BEGIN SOURCE MATERIAL

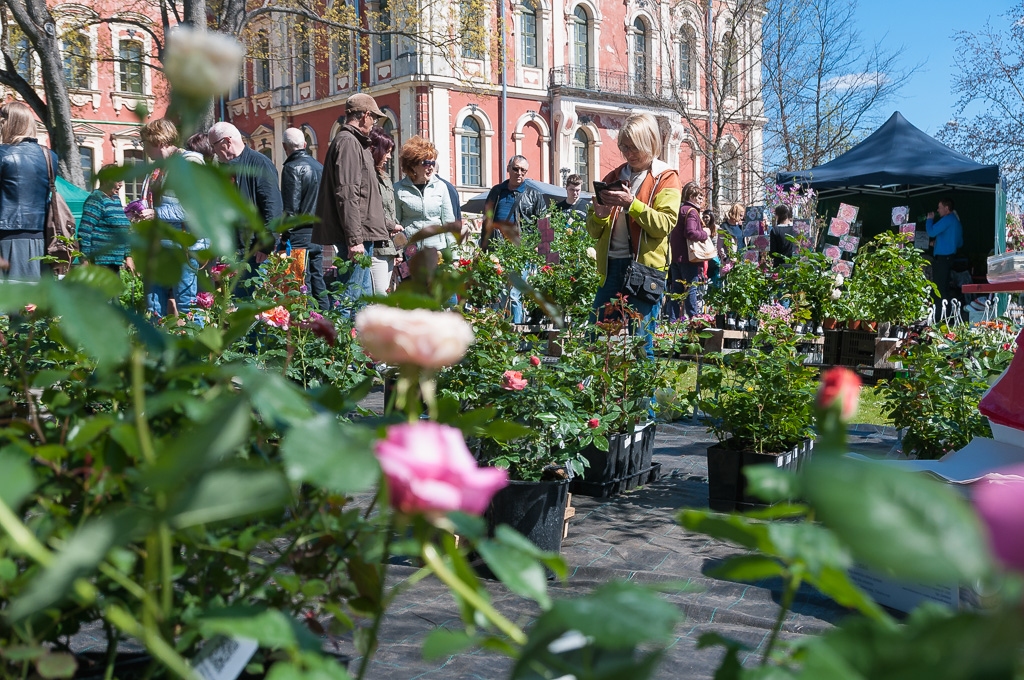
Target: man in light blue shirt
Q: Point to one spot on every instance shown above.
(948, 235)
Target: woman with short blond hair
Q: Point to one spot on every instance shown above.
(25, 190)
(421, 200)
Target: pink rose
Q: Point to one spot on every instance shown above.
(204, 299)
(840, 386)
(429, 469)
(420, 337)
(513, 380)
(1000, 505)
(278, 317)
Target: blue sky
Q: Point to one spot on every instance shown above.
(925, 29)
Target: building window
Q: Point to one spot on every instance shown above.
(471, 153)
(78, 60)
(581, 47)
(687, 60)
(130, 54)
(133, 187)
(384, 42)
(303, 54)
(87, 154)
(730, 60)
(24, 56)
(640, 52)
(528, 17)
(261, 64)
(728, 178)
(581, 156)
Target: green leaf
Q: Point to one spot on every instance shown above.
(441, 642)
(328, 455)
(79, 558)
(900, 523)
(87, 317)
(272, 629)
(520, 571)
(770, 483)
(748, 568)
(221, 495)
(56, 664)
(17, 479)
(214, 205)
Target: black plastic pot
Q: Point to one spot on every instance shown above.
(726, 482)
(536, 509)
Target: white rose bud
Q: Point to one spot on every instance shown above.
(202, 64)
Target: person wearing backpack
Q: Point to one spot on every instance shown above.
(24, 194)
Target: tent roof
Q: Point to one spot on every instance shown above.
(896, 155)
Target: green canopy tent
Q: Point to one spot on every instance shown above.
(74, 197)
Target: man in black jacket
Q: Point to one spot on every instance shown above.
(300, 180)
(257, 179)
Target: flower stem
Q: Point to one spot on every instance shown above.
(449, 578)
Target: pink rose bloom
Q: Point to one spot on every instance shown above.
(513, 380)
(841, 386)
(420, 337)
(279, 317)
(430, 470)
(1000, 505)
(204, 299)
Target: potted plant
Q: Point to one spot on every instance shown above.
(759, 406)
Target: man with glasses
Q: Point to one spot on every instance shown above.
(256, 178)
(349, 204)
(508, 206)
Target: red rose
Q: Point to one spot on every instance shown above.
(840, 386)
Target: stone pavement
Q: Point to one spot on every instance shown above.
(632, 537)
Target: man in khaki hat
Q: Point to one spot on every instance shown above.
(349, 202)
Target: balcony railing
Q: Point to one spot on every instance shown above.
(606, 82)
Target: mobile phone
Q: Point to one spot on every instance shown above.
(610, 186)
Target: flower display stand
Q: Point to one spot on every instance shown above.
(726, 482)
(626, 465)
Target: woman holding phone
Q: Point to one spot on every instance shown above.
(633, 220)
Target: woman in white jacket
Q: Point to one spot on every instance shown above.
(421, 200)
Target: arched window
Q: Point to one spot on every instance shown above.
(470, 175)
(384, 41)
(581, 47)
(528, 17)
(730, 59)
(77, 59)
(130, 55)
(640, 40)
(687, 58)
(261, 64)
(581, 156)
(728, 177)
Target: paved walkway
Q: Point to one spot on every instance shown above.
(633, 537)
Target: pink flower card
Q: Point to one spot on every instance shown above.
(848, 244)
(848, 213)
(839, 227)
(900, 214)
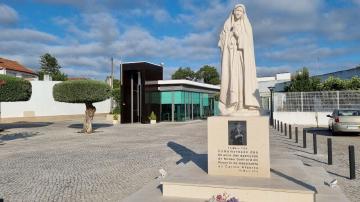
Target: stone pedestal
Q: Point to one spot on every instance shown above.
(238, 146)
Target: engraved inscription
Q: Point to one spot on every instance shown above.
(239, 158)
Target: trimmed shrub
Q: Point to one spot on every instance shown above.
(83, 91)
(14, 89)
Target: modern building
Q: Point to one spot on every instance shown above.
(144, 91)
(13, 68)
(278, 82)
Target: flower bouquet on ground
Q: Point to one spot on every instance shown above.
(224, 198)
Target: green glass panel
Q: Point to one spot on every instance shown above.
(178, 97)
(155, 98)
(205, 99)
(196, 98)
(166, 97)
(216, 109)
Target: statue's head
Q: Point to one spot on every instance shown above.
(239, 11)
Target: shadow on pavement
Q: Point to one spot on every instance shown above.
(188, 155)
(299, 182)
(94, 125)
(14, 136)
(319, 131)
(338, 175)
(5, 126)
(310, 158)
(326, 132)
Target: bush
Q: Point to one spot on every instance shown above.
(116, 110)
(14, 89)
(116, 117)
(152, 116)
(81, 91)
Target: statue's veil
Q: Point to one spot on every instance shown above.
(249, 58)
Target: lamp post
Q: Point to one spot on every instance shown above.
(271, 106)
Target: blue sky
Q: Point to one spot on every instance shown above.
(323, 35)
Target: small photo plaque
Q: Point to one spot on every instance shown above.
(237, 133)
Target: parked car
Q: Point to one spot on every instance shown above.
(344, 121)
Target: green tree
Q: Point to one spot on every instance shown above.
(116, 95)
(184, 73)
(49, 65)
(209, 74)
(14, 89)
(302, 82)
(353, 83)
(334, 83)
(83, 91)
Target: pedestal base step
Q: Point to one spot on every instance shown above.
(192, 182)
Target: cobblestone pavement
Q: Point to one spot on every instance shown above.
(340, 168)
(53, 162)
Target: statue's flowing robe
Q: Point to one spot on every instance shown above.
(238, 68)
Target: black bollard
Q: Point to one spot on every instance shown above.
(329, 151)
(290, 132)
(304, 138)
(352, 162)
(274, 123)
(314, 143)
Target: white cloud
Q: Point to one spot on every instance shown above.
(263, 71)
(28, 35)
(287, 33)
(8, 15)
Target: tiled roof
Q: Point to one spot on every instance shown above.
(14, 66)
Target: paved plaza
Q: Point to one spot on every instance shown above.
(53, 162)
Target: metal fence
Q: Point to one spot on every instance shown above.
(319, 101)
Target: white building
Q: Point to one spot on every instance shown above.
(13, 68)
(278, 82)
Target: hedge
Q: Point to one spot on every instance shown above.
(14, 89)
(81, 91)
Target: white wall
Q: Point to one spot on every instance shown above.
(42, 103)
(302, 118)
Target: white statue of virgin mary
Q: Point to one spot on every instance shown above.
(239, 94)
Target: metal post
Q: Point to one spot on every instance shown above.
(271, 106)
(352, 162)
(290, 132)
(172, 107)
(329, 151)
(302, 101)
(314, 143)
(304, 138)
(132, 98)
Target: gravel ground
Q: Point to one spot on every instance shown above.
(340, 168)
(53, 162)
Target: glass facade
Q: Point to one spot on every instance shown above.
(185, 105)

END SOURCE MATERIAL

[YOUR OBJECTIVE]: Reproduce the data above word for word, but leave the images out.

[RESPONSE BOX]:
Target: man in light blue shirt
Q: Point to one spot on every instance shown above.
(948, 235)
Target: woman with short blond hair
Q: Point to one spot on every instance shown above.
(25, 190)
(421, 200)
Target: pink rose
Q: Point to one spot on every instance shown above.
(204, 299)
(840, 386)
(429, 469)
(420, 337)
(513, 380)
(1000, 505)
(278, 317)
Target: blue sky
Q: Point to one spot on every instance shown above.
(925, 29)
Target: building window
Q: Point to one spot on every instance shown above.
(471, 153)
(78, 60)
(581, 47)
(687, 60)
(130, 54)
(133, 187)
(384, 42)
(303, 54)
(87, 154)
(730, 60)
(24, 56)
(640, 52)
(528, 17)
(261, 64)
(728, 178)
(581, 156)
Target: green leaf
Q: Point to one spot on every instance shown above.
(441, 642)
(328, 455)
(79, 558)
(900, 523)
(87, 317)
(272, 629)
(520, 571)
(770, 483)
(748, 568)
(221, 495)
(56, 664)
(17, 479)
(214, 205)
Target: black plastic pot
Q: Point to one spot on every instance shown above.
(726, 482)
(536, 509)
Target: white rose bud
Q: Point to one spot on every instance shown above.
(202, 64)
Target: person wearing backpack
Q: Point to one spot on every instance shown above.
(24, 194)
Target: tent roof
Q: Point to one spot on every instance shown above.
(896, 155)
Target: green canopy tent
Q: Point to one spot on every instance shown above.
(74, 197)
Target: man in black jacket
Q: Point to one spot on every instance shown above.
(300, 180)
(257, 179)
Target: flower stem
Q: Point to one spot on every instance shown above.
(449, 578)
Target: pink rose bloom
Q: Point to one spot on every instance shown above.
(513, 380)
(841, 386)
(420, 337)
(279, 317)
(430, 470)
(1000, 505)
(204, 299)
Target: potted plant
Q: Point to one spot on every instance shown above.
(759, 406)
Target: man with glasses
Q: Point to one spot on every instance shown above.
(256, 178)
(349, 204)
(508, 206)
Target: red rose
Q: Point to one spot on every instance shown above.
(840, 386)
Target: stone pavement
Q: Point to one spot on every instance shown above.
(632, 537)
Target: man in khaki hat
Q: Point to one spot on every instance shown above.
(349, 202)
Target: balcony railing
Q: Point to one spot on every instance shown above.
(606, 82)
Target: mobile phone
Q: Point to one spot on every instance shown above.
(610, 186)
Target: flower display stand
Q: Point to one spot on every instance shown above.
(726, 482)
(626, 465)
Target: woman holding phone
Q: Point to one spot on every instance shown above.
(633, 220)
Target: woman in white jacket
Q: Point to one spot on every instance shown above.
(421, 200)
Target: arched window
Q: Point to one spot on every instance shown above.
(470, 175)
(384, 41)
(581, 47)
(528, 17)
(730, 59)
(77, 59)
(130, 55)
(640, 40)
(687, 58)
(261, 64)
(581, 156)
(728, 177)
Target: paved walkway
Q: Point to one spot on every instance shown above.
(633, 537)
Target: pink flower card
Q: Point to one spot on every instance shown above.
(848, 244)
(848, 213)
(839, 227)
(900, 214)
Target: stone pedestal
Q: Point to one spot on every instance shown above.
(238, 146)
Target: engraved inscription
Q: Point to one spot on every instance shown above.
(239, 158)
Target: trimmed shrub
Q: Point to one spot on every instance shown above.
(83, 91)
(14, 89)
Target: modern building
Q: Point to one spot on every instance shown above.
(144, 91)
(13, 68)
(278, 82)
Target: flower bouquet on ground
Q: Point to one spot on every instance shown above.
(224, 198)
Target: green glass panel
Q: Point to one spot on every instance shown above.
(178, 97)
(155, 98)
(205, 99)
(196, 98)
(166, 97)
(216, 109)
Target: statue's head
Q: Point to one spot on every instance shown above.
(239, 11)
Target: shadow on pavement
Q: Point to one spot on every instance shown above.
(188, 155)
(299, 182)
(94, 125)
(14, 136)
(319, 131)
(338, 175)
(5, 126)
(310, 158)
(326, 132)
Target: bush
Q: Point to one spot on every instance shown above.
(116, 110)
(14, 89)
(116, 117)
(152, 116)
(81, 91)
Target: statue's veil
Q: Point to one spot on every instance shown above.
(249, 58)
Target: lamp post
Q: Point to one spot on every instance shown above.
(271, 106)
Target: blue sky
Q: Point to one spot on every instance shown above.
(323, 35)
Target: small photo plaque
Q: Point to one spot on every instance shown above.
(237, 133)
Target: parked car
Q: Point to one spot on every instance shown above.
(344, 121)
Target: green tree
Q: Point to one spot on every instance shown above.
(116, 95)
(184, 73)
(49, 65)
(209, 74)
(14, 89)
(302, 82)
(353, 83)
(334, 83)
(83, 91)
Target: pedestal base step
Q: Point to one spot on every instance shown above.
(192, 182)
Target: cobblestone pavement
Q: Point to one spot on every instance shown above.
(340, 168)
(53, 162)
Target: statue's flowing robe
Q: Point to one spot on every instance shown above.
(238, 68)
Target: black bollard
Q: Point to one spot on every instance shown above.
(329, 151)
(290, 132)
(304, 138)
(352, 162)
(274, 123)
(314, 143)
Target: white cloud
Q: Point to one spot on every instance shown above.
(263, 71)
(28, 35)
(287, 33)
(8, 15)
Target: tiled roof
Q: Point to one spot on every instance shown above.
(14, 66)
Target: paved plaza
Q: Point to one spot on every instance shown above.
(53, 162)
Target: metal fence
Q: Point to one spot on every instance shown above.
(319, 101)
Target: white building
Q: Point to one spot on every instance shown above.
(13, 68)
(278, 82)
Target: hedge
Q: Point to one spot on every instance shown above.
(14, 89)
(81, 91)
Target: white wall
Q: Point to one spot on every instance shown above.
(42, 103)
(302, 118)
Target: white statue of virgin mary
Q: Point to one spot on every instance shown above.
(239, 94)
Target: metal post
Q: Point to one spot on every instance shown above.
(271, 106)
(352, 162)
(290, 132)
(172, 107)
(329, 151)
(302, 101)
(314, 143)
(304, 138)
(132, 98)
Target: gravel ground
Q: Point to one spot on every instance shown above.
(340, 168)
(53, 162)
Target: glass facade
Q: Point to one spot on every instance shown above.
(185, 105)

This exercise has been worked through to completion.